**INSTRUCTIONS FOR THE TASK:** Go over the entries and report the lines where the word "each" occurs.

(Items listed in a dataset)
——

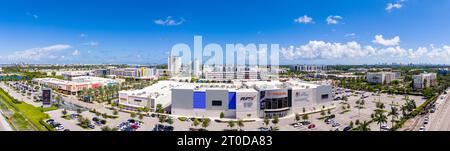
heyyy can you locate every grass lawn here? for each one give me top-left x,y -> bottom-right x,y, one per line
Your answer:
15,102 -> 50,131
36,105 -> 59,112
0,88 -> 51,131
339,110 -> 352,114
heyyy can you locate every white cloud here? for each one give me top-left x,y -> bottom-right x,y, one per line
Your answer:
80,33 -> 88,38
344,33 -> 356,37
280,39 -> 437,62
372,35 -> 400,46
26,12 -> 39,19
7,44 -> 72,61
386,0 -> 404,12
326,15 -> 343,24
154,16 -> 185,26
281,41 -> 376,60
72,50 -> 80,56
82,41 -> 99,47
378,46 -> 407,57
427,45 -> 450,60
294,15 -> 314,24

——

**RESPONSE TO THE EXERCISE:**
heyyy can you locate every grass lawn here? for each one give me top-left x,y -> bottom-right x,y, one per line
heyyy can you locate every white cloud here? for each one give me top-left x,y -> bottom-right x,y, one per line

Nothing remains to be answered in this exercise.